◆ **Texto**:
★ ★ ★ ★

• Carregando...

Recentemente, dez entre dez notícias sobre o fim da greve dos professores da rede estadual de ensino no Paraná vinculam-no à declaração, pelo Judiciário, da “ilegalidade” do movimento. A informação, bem palatável, é reforçada pela manutenção da multa de R$40 mil por dia, aplicada pelo Tribunal de Justiça do Paraná (TJ-PR) à APP-Sindicato caso os professores não voltassem às salas de aula (decisão proferida em 2 de junho no Ag.Reg. 1348213-8/01, de relatoria do desembargador Luiz Mateus de Lima).

Seguiu-se à decisão do TJ a aprovação do fim da greve dos professores, mediante a promessa da aprovação de lei que lhes concederá, em outubro de 2015, reposição salarial de meros 3,45%. Os acontecimentos foram noticiados quase terminando com um “... e foram todos – governo, professores e alunos – felizes para sempre”.

A verdade, contudo, é que o TJ/PR em momento algum ousou afirmar a ilegalidade da greve na decisão proferida em 2 de junho. Nela, afirmou o Judiciário que “embora o movimento grevista em apreço seja legítimo, bem como pautado na legalidade, [...] entendo que as atuais circunstâncias fáticas autorizam [...] determinar a cessação do exercício de greve”. Justificou-se dizendo que “ainda que o interesse da categoria envolvida seja legítimo e pautado na legalidade, deve prevalecer o direito essencial/fundamental à educação”. O argumento funda-se, portanto, na prevalência do interesse público na continuidade dos serviços de educação em relação àqueles dos professores (como se a pauta de reivindicações dos professores não fosse, também, de interesse público).

Transferiu-se aos professores o ônus de arcar com a conta institucional de promover aos cidadãos paranaenses o direito à educação

E disse mais o Judiciário. Afirmou que “no meio do impasse ora instaurado, no qual se discute interesses de uma categoria (servidores públicos, ­ no caso professores) abalados pela notória crise financeira dos cofres públicos (decorrente do descontrole das contas públicas em virtude de gestões ineficientes), encontra-se, à deriva, o direito à educação, sendo que os maiores prejudicados são as famílias e os estudantes, os quais estão sendo privados do acesso a tal direito”.

★ ★ ★ ★

◆ **O que fazer**:
• 1. Indique se cada afirmação abaixo está de acordo com o texto sobre a greve dos professores do Paraná. Responda sim ou não e cite literalmente as palavras do texto que decidem a questão.
(a) O TJ-PR declarou a ilegalidade da greve na decisão de 2 de junho.
(b) A multa mantida pelo tribunal era de R$40 mil por dia.
(c) A reposição salarial prometida aos professores é de 3,45%, em outubro de 2015.
• 2. Traduza para o inglês esta frase do texto sobre a greve dos professores do Paraná: "O argumento funda-se, portanto, na prevalência do interesse público na continuidade dos serviços de educação em relação àqueles dos professores (como se a pauta de reivindicações dos professores não fosse, também, de interesse público)."
• 3. Reproduza fielmente o trecho do texto sobre a greve dos professores do Paraná que começa com as palavras "Recentemente, dez entre" e termina com "Mateus de Lima).".
Baseie-se somente no texto para responder.

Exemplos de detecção
★ ★ ★ ★

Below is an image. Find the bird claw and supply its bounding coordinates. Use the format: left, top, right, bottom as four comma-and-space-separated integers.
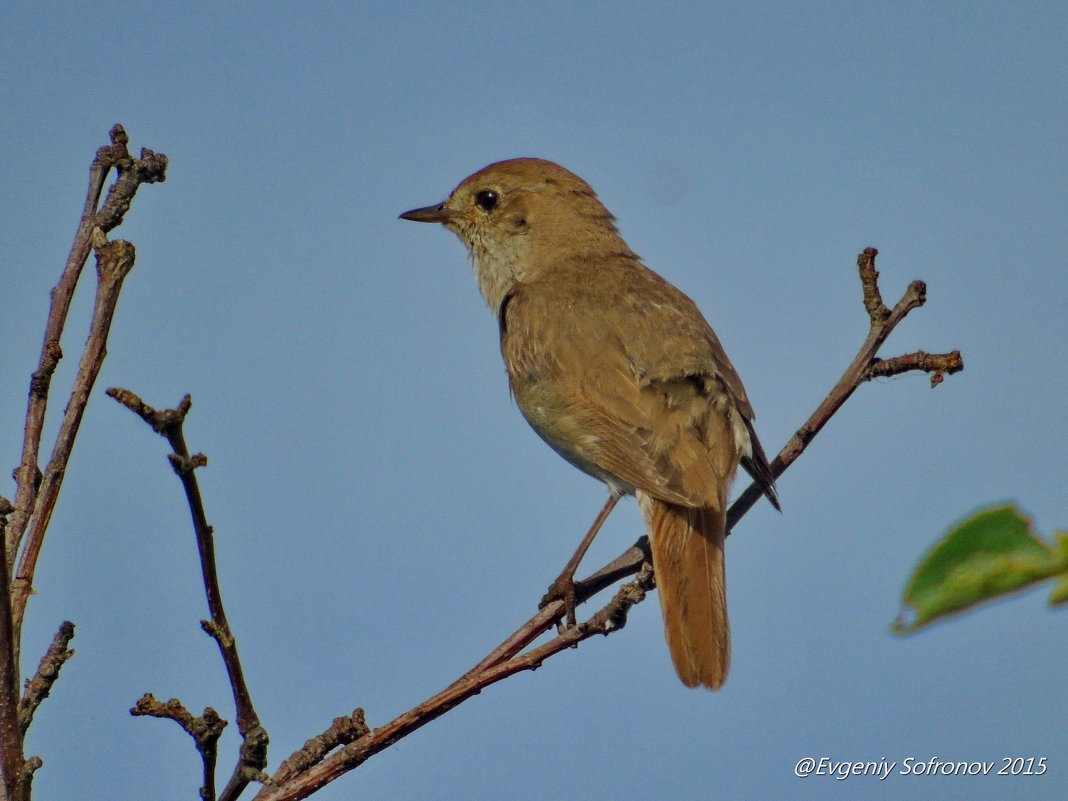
537, 574, 578, 632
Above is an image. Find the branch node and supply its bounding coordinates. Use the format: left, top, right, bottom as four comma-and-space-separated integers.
201, 621, 235, 648
18, 621, 74, 735
106, 387, 194, 440
93, 237, 137, 283
167, 453, 207, 475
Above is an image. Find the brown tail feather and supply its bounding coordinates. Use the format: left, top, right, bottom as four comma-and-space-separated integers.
638, 492, 731, 690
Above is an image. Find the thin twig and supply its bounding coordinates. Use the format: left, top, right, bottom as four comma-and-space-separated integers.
256, 565, 654, 801
18, 621, 74, 736
0, 510, 29, 801
7, 125, 167, 572
130, 692, 226, 801
107, 389, 269, 801
256, 248, 963, 801
12, 237, 135, 657
727, 248, 964, 535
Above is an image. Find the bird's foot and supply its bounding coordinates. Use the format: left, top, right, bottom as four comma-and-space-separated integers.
537, 571, 577, 631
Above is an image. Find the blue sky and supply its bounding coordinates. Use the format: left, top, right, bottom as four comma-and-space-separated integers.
0, 2, 1068, 800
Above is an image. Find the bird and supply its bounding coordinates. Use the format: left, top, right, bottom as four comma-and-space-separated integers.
401, 158, 780, 690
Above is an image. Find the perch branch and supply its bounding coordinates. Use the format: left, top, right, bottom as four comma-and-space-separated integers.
256, 565, 654, 801
256, 248, 963, 801
108, 389, 268, 801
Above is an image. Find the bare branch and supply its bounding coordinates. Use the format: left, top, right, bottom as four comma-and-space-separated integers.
7, 125, 167, 580
256, 565, 654, 801
107, 388, 269, 801
12, 238, 135, 657
0, 514, 29, 801
18, 621, 74, 736
727, 248, 964, 535
130, 692, 226, 801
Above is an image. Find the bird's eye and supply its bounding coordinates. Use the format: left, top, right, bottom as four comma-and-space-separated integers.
474, 189, 501, 211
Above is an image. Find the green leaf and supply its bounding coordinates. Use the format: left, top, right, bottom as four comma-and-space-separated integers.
893, 505, 1068, 634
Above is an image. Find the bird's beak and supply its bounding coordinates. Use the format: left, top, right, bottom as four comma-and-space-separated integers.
401, 203, 453, 222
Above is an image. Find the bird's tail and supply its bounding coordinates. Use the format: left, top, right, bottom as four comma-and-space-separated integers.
638, 491, 731, 690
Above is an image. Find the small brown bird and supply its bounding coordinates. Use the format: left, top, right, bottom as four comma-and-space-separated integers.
401, 158, 779, 690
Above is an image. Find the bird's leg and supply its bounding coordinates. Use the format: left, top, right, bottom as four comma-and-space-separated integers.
538, 492, 623, 627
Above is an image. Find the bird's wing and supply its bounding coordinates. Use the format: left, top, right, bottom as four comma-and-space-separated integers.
499, 270, 750, 508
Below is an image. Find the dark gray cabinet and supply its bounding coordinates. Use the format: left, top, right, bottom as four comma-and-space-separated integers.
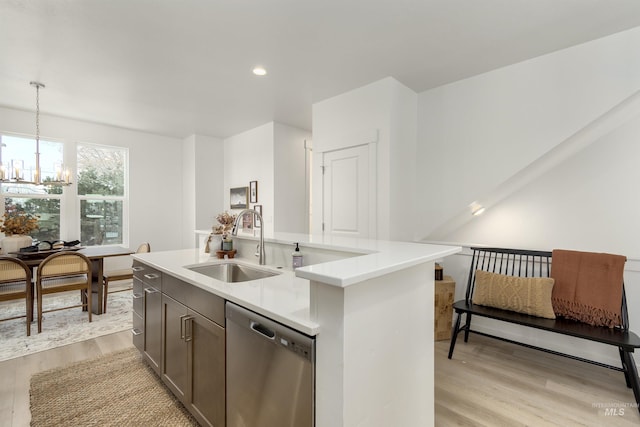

★ ★ ★ ★

◆ **Respostas esperadas**:
• 1.
(a) Não: "o TJ/PR em momento algum ousou afirmar a ilegalidade da greve na decisão proferida em 2 de junho".
(b) Sim: "manutenção da multa de R$40 mil por dia".
(c) Sim: "em outubro de 2015, reposição salarial de meros 3,45%".

• 2. The argument is therefore grounded in the precedence of the public interest in the continuity of education services over the interests of the teachers (as if the teachers' list of demands were not also a matter of public interest).

• 3.
Recentemente, dez entre dez notícias sobre o fim da greve dos professores da rede estadual de ensino no Paraná vinculam-no à declaração, pelo Judiciário, da “ilegalidade” do movimento. A informação, bem palatável, é reforçada pela manutenção da multa de R$40 mil por dia, aplicada pelo Tribunal de Justiça do Paraná (TJ-PR) à APP-Sindicato caso os professores não voltassem às salas de aula (decisão proferida em 2 de junho no Ag.Reg. 1348213-8/01, de relatoria do desembargador Luiz Mateus de Lima).